Retailer Must Face Claims for Denying Bathroom Access

CHICAGO (CN) – An Illinois woman who suffers from Crohn’s disease can sue the retail store Anthropologie for refusing her access to its employee restroom, causing her to defecate on herself in front of other shoppers, a state appeals court ruled.

Alana Pilotto suffers from Crohn’s disease, a severe type of inflammatory bowel disease that causes pain, diarrhea and weight loss. People who suffer from the disease often need to use the restroom frequently and have trouble controlling their bowel movements.

Pilotto’s diagnosis qualifies her under the Illinois Restroom Access Act to be granted access to a business’s employee restroom when there is no customer restroom available.

The state does not issue an official card under the Act, but several organizations issue cards explaining that the holder has a medical condition that requires immediate access to a bathroom.

In March 2014, Pilotto showed her card to an employee at an Anthropologie clothing store in Oak Brook, Ill., but she was refused access to its employee restroom and told to go to the mall across the street to use the bathroom.

On her way, Pilotto lost control of her bowels and defecated in the presence of customers at the shopping mall.

She claims she was so embarrassed by this incident that she “did not leave her house for days afterwards, and still experiences fear of not having access to a restroom in public places.”

The trial court granted Anthropologie’s motion to dismiss Pilotto’s lawsuit, but the Illinois Appellate Court’s First District ruled Friday that the Restroom Access Act gives affected persons an implied private right of action against a business that denies them bathroom access.

“Plaintiff’s allegations are sufficient to constitute extreme and outrageous conduct, especially given plaintiff’s allegations that she explained her particular ‘physical condition or peculiarity’ to defendant’s employee,” Justice Robert Gordon wrote for a three-judge panel. “Plaintiff’s complaint sufficiently alleges that defendant’s employee knew the likely results of the denial, namely, public defecation, and nevertheless refused access.”

■ Problems to solve
(A) In the article about the restroom lawsuit, in what town was the Anthropologie store that refused Pilotto access to its employee restroom?
(B) Please update the passage of the article about the restroom lawsuit starting at "Pilotto’s diagnosis qualifies" and ending at "the shopping mall.", putting "staff restroom" in place of "employee restroom" throughout.

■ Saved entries

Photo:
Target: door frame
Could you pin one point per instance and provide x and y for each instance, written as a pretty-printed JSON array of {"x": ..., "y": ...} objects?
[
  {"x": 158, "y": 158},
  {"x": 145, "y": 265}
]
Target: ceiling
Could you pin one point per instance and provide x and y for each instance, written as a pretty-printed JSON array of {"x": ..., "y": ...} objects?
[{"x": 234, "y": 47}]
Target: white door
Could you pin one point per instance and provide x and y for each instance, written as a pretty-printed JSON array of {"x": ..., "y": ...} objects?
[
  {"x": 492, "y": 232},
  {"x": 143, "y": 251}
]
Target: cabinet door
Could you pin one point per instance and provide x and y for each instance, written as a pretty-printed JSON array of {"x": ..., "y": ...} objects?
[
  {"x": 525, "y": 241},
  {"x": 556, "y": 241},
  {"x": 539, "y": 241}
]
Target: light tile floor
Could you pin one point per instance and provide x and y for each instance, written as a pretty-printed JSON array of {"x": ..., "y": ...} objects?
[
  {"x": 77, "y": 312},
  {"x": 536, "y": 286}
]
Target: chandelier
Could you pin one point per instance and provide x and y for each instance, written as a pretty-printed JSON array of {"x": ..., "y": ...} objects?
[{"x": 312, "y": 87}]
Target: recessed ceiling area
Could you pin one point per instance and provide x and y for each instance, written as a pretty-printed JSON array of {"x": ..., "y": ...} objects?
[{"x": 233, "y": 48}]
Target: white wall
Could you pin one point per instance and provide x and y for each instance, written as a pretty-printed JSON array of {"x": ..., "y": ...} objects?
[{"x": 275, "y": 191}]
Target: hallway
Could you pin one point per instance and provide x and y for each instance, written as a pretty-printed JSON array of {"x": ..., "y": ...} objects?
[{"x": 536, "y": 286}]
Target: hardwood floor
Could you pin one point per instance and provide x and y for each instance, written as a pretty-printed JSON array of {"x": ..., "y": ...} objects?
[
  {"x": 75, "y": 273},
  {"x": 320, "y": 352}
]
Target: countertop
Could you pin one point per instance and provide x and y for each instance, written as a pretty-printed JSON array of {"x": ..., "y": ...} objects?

■ Answers in order
(A) Oak Brook, Ill.

(B)
Pilotto’s diagnosis qualifies her under the Illinois Restroom Access Act to be granted access to a business’s staff restroom when there is no customer restroom available.

The state does not issue an official card under the Act, but several organizations issue cards explaining that the holder has a medical condition that requires immediate access to a bathroom.

In March 2014, Pilotto showed her card to an employee at an Anthropologie clothing store in Oak Brook, Ill., but she was refused access to its staff restroom and told to go to the mall across the street to use the bathroom.

On her way, Pilotto lost control of her bowels and defecated in the presence of customers at the shopping mall.